**Goal of the exercise:**
Pick out every line in the rows below that contains the word "corrugated", and copy each one unchanged.

**Data section:**
╭──

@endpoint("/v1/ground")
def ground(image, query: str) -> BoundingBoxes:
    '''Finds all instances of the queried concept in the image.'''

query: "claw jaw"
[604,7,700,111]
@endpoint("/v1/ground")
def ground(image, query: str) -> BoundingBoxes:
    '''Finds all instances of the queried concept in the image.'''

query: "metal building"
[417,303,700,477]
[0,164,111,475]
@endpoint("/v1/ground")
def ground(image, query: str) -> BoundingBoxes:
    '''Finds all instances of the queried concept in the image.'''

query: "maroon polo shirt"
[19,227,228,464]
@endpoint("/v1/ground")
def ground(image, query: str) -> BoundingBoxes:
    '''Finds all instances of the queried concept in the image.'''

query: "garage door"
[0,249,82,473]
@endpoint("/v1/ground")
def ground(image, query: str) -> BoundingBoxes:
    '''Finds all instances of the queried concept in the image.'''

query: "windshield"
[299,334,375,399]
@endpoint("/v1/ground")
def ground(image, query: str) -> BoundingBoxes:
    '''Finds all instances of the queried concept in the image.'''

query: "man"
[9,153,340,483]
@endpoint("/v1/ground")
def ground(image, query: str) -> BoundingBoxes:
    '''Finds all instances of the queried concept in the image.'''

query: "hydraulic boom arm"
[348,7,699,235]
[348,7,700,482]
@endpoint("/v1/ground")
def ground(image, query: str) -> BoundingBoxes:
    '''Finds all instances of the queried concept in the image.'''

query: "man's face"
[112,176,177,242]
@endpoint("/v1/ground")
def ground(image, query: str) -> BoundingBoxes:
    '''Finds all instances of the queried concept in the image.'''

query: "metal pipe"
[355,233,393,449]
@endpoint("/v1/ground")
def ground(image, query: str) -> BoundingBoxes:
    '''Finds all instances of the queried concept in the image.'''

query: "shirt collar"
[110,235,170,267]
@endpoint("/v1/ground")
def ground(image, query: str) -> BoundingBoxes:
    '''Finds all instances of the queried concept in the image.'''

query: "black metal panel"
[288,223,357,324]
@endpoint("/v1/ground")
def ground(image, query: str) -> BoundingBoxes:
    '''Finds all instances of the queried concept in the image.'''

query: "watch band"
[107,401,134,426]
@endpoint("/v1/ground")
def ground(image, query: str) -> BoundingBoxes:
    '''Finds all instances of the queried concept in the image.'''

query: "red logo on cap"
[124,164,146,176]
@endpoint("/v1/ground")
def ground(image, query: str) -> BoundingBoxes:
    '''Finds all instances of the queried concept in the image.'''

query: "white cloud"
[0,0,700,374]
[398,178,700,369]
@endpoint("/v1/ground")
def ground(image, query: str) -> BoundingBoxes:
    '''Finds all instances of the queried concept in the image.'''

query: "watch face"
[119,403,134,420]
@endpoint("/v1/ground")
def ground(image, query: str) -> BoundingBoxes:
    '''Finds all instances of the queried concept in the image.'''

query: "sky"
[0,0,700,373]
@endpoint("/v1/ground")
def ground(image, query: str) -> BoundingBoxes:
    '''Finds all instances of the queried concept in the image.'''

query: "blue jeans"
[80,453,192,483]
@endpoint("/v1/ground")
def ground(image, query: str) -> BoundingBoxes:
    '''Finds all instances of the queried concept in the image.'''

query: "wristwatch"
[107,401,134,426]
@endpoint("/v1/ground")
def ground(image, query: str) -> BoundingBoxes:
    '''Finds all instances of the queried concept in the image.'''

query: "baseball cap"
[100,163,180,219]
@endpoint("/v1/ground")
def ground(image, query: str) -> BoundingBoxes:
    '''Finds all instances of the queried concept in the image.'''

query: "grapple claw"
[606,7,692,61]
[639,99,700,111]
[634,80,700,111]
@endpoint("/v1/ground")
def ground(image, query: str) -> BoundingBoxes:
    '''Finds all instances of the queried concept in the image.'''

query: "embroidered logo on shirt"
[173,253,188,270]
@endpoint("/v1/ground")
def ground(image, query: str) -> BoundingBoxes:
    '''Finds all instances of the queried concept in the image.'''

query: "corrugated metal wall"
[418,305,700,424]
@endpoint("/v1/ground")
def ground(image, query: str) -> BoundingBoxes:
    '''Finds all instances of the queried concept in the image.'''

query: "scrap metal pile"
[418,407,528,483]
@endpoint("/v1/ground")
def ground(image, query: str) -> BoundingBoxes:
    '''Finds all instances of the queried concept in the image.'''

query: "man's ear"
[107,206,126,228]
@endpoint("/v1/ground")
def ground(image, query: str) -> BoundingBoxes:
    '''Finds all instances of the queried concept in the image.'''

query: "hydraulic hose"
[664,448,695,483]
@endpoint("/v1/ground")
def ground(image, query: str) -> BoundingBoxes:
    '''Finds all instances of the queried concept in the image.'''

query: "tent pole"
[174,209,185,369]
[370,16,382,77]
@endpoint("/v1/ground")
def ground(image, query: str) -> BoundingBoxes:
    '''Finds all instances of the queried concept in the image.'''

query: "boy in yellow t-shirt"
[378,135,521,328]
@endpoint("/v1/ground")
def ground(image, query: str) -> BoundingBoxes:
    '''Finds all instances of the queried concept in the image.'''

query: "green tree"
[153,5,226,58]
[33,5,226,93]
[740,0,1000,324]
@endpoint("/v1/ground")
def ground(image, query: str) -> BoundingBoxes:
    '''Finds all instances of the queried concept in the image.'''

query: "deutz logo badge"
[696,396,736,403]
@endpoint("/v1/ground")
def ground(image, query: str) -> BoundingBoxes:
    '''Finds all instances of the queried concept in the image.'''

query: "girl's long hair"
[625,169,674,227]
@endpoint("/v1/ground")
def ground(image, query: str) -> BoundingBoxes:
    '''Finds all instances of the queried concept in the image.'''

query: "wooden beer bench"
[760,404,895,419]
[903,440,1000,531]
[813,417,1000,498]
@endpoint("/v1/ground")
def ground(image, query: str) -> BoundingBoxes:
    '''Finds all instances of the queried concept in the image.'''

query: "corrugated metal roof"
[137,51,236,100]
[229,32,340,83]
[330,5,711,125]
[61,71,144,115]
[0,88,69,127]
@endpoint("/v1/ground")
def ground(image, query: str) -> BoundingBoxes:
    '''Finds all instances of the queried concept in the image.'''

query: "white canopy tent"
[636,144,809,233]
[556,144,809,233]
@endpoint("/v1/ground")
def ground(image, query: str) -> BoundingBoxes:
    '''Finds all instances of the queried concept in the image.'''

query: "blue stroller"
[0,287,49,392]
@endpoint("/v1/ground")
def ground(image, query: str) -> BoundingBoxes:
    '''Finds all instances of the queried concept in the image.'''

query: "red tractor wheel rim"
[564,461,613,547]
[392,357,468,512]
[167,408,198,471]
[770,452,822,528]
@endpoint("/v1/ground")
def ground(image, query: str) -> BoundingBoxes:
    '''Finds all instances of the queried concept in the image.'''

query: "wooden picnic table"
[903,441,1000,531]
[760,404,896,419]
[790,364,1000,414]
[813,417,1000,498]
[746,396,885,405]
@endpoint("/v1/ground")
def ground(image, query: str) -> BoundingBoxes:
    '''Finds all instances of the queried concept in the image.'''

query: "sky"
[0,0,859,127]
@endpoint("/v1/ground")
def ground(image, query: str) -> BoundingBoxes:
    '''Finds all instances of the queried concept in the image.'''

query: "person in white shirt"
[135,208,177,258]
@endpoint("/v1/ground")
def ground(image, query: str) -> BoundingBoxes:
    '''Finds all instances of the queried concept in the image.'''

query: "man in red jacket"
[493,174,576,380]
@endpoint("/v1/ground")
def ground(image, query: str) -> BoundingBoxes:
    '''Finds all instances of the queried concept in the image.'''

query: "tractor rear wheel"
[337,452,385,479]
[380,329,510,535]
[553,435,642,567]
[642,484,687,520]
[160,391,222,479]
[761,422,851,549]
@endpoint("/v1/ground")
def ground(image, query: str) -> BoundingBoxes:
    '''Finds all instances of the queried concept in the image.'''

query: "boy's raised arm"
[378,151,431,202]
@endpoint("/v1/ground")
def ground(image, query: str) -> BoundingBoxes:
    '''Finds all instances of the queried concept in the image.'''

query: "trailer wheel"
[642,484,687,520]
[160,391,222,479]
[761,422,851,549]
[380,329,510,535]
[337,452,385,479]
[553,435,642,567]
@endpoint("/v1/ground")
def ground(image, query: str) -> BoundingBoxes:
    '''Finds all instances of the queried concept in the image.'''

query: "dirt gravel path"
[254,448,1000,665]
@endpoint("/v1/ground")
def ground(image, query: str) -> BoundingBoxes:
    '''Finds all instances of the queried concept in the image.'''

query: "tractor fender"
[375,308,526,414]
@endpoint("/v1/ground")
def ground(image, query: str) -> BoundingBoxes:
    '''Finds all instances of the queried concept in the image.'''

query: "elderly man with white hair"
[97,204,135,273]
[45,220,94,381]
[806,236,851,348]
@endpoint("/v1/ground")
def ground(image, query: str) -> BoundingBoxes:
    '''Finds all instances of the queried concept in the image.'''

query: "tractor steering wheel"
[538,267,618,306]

╰──

**Result of this exercise:**
query: "corrugated metal wall"
query: "corrugated metal roof"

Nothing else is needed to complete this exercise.